--- START OF Dataset excerpts ---

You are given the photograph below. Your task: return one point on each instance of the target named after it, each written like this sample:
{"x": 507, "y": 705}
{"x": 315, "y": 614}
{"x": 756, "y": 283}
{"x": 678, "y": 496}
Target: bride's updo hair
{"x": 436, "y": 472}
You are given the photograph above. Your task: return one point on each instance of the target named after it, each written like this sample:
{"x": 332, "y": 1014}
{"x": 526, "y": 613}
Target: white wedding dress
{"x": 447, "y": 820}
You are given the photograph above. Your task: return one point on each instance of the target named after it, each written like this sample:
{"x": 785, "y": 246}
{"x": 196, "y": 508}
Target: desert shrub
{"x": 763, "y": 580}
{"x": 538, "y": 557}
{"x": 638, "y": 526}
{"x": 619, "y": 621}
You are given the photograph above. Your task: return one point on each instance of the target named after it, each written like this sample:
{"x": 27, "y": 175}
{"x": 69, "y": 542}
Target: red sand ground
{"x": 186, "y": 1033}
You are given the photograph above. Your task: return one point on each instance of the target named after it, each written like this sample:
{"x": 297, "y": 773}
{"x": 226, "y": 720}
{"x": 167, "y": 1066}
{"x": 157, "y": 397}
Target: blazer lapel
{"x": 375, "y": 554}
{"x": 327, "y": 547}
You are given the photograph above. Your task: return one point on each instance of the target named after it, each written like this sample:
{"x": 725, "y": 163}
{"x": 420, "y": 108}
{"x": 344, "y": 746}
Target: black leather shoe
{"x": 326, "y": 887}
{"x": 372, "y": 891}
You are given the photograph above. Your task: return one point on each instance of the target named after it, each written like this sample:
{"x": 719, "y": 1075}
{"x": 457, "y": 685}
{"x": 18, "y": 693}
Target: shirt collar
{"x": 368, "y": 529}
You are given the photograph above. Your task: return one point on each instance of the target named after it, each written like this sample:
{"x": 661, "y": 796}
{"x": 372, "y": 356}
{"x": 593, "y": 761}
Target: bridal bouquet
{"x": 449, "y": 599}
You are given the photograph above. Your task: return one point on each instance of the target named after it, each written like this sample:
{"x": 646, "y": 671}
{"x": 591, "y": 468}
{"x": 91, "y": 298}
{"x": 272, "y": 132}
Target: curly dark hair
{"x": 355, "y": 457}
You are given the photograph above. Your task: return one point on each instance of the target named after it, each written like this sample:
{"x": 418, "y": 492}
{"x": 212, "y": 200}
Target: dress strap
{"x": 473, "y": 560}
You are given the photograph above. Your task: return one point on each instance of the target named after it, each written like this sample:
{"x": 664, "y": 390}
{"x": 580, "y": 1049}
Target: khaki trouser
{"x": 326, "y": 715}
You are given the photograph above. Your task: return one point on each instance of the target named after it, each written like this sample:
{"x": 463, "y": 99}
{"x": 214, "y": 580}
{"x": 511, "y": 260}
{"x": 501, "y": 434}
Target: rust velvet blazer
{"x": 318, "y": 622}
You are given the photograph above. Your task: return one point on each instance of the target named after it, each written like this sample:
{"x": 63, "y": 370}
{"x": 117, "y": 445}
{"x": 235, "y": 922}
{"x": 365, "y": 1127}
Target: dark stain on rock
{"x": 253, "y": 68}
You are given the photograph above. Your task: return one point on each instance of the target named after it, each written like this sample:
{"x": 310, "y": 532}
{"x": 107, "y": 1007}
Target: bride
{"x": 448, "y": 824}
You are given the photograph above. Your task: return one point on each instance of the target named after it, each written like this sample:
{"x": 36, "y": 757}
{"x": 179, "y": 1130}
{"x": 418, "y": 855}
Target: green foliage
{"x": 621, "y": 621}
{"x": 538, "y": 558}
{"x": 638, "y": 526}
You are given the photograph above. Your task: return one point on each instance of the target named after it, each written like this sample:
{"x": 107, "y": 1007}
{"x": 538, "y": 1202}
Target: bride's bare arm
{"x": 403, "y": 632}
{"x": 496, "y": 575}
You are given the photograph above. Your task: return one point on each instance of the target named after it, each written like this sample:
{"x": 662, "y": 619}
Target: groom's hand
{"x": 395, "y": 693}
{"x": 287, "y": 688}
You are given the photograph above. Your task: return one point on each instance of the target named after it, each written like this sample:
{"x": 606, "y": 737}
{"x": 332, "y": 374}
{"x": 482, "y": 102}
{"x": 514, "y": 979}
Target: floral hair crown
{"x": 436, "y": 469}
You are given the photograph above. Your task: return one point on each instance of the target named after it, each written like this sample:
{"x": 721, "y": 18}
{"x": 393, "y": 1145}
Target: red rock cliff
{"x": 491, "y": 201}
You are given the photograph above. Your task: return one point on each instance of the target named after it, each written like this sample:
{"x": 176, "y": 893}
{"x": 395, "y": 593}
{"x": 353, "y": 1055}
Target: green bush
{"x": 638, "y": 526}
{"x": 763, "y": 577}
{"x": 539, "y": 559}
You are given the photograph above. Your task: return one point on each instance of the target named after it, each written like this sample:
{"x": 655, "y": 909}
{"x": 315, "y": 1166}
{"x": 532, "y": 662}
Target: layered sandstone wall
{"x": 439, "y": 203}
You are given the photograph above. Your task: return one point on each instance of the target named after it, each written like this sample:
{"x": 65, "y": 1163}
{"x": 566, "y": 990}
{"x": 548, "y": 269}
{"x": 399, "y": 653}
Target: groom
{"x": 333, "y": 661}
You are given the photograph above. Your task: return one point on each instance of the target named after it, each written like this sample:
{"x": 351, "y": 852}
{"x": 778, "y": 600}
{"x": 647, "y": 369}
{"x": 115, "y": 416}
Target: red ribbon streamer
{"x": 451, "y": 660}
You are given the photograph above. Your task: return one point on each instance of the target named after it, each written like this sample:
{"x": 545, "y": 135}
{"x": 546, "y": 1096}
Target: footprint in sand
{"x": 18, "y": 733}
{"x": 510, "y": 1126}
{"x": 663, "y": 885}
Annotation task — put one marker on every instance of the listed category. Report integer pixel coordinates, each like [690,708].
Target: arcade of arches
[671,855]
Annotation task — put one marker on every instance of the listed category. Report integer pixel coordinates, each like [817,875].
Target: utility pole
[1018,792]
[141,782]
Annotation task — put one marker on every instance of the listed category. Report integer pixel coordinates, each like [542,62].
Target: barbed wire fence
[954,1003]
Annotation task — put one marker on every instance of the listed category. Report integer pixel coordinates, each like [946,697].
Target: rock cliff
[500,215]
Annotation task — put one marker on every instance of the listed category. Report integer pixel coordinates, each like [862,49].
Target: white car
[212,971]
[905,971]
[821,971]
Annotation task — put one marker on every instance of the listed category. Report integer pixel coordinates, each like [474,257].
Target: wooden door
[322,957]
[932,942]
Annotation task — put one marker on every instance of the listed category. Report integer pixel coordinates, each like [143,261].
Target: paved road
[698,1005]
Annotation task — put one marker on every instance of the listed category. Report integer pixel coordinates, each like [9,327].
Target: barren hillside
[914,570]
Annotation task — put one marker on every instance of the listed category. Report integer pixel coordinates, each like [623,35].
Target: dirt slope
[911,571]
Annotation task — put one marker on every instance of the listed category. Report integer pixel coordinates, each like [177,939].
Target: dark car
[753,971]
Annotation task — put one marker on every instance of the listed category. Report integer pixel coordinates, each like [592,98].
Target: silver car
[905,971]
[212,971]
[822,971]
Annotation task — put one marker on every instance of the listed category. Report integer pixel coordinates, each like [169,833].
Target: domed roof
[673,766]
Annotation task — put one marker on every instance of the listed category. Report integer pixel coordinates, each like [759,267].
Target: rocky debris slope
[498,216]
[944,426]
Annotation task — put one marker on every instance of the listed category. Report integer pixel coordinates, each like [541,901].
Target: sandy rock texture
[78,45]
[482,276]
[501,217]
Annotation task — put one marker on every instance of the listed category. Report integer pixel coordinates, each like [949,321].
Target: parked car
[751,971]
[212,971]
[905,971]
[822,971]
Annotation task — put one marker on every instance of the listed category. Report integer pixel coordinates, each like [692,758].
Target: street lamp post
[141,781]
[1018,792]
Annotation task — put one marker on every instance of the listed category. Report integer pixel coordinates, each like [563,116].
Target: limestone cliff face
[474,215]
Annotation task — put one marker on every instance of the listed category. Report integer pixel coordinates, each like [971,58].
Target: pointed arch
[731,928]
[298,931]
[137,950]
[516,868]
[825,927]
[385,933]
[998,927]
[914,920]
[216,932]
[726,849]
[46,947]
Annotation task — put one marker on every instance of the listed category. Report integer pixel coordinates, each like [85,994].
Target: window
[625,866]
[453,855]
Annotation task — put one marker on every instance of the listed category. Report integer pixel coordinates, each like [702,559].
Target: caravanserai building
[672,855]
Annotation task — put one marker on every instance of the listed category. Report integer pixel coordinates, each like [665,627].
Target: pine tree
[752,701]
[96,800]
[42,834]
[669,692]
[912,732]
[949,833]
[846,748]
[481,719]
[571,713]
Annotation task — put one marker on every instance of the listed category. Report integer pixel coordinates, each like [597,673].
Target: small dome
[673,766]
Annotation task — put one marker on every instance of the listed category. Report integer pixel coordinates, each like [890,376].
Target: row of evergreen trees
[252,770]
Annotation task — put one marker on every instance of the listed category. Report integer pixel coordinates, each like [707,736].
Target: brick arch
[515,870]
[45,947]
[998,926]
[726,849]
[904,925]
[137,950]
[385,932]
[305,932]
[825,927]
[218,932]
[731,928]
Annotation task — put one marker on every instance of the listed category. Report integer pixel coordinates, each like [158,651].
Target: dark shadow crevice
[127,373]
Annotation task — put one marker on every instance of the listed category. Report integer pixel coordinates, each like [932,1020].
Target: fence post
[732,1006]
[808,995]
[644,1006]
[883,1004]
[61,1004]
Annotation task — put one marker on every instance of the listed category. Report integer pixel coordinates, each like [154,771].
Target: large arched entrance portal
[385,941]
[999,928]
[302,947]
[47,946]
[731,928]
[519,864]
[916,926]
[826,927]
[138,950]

--- END OF Dataset excerpts ---

**Goal**: Quote, word for word, every line starting at the one that contains "each like [158,651]." and ending with the final line of the entries.

**Expected answer**:
Annotation task — put one marker on every instance of the listed category. Report integer pixel coordinates, each like [158,651].
Target: dark shadow crevice
[127,373]
Annotation task — put one marker on every instance of the listed category. Report integer pixel coordinates, each like [932,1020].
Target: fence post
[732,1006]
[808,995]
[644,1006]
[883,1004]
[61,1004]
Annotation task — put one marker on every instance of the listed category. Report integer pixel coordinates, each like [154,771].
Target: large arched entrance portal
[385,941]
[999,928]
[302,947]
[47,946]
[731,928]
[519,864]
[916,926]
[826,927]
[138,950]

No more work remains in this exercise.